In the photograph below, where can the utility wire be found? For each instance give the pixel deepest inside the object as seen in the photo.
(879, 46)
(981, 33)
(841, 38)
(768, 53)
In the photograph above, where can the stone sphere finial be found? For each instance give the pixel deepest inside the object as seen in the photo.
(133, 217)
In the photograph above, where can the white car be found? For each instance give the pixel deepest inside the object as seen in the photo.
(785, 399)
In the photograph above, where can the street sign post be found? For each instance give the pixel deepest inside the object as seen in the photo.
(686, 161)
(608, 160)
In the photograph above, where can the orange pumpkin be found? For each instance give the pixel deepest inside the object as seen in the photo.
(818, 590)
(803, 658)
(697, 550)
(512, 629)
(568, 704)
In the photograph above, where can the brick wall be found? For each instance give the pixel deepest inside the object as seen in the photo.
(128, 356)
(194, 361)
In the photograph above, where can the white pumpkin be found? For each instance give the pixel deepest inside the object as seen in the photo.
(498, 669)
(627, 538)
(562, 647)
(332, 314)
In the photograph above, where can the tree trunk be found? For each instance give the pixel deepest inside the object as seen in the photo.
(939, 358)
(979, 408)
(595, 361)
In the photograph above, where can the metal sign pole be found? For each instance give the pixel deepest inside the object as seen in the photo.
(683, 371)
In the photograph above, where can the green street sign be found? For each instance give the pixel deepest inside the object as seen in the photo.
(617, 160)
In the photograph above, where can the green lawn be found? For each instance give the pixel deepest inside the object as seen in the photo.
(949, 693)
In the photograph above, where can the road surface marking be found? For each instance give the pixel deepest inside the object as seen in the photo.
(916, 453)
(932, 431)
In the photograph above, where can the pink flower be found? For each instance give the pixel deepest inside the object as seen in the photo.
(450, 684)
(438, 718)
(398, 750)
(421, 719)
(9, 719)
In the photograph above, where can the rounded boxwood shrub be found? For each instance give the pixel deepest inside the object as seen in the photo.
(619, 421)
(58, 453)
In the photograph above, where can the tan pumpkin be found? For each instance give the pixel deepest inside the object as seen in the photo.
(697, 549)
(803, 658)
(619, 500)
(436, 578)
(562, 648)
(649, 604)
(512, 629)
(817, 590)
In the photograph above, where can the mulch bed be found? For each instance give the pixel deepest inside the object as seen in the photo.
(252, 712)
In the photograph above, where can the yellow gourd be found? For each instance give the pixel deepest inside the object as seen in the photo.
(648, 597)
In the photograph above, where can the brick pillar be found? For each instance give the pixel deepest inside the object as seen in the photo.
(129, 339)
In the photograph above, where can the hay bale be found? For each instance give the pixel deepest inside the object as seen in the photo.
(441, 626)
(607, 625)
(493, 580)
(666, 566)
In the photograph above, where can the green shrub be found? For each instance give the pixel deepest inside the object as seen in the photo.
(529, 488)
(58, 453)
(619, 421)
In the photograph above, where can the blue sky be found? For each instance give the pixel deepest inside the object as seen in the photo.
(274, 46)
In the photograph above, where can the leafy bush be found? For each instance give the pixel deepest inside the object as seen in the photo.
◇ ◇ ◇ ◇
> [The exercise]: Rewrite the records from the line that has "In the photograph above, where can the hay" through the final line of the records, keeping both ends and copying the requests unchanged. In the answers, multiply every coordinate by 0.3 and round it to a whole number, rounding halves up.

> [Task solution]:
In the photograph above, where can the hay bale be found? For each instance give the pixel deepest inside the object as seen in the photo.
(132, 188)
(182, 188)
(148, 174)
(200, 170)
In the photograph above, where can the green shrub be found? For each instance give the pixel deepest inside the object as seen in the photo.
(159, 146)
(17, 136)
(186, 126)
In the photograph above, where can the blue sky be found? For each instance give the pixel deepest inside the object as seen in the photo.
(82, 14)
In the photograph above, where can the leafy bush be found? For each instance give the pixel deepest inside the object as seen in the photo.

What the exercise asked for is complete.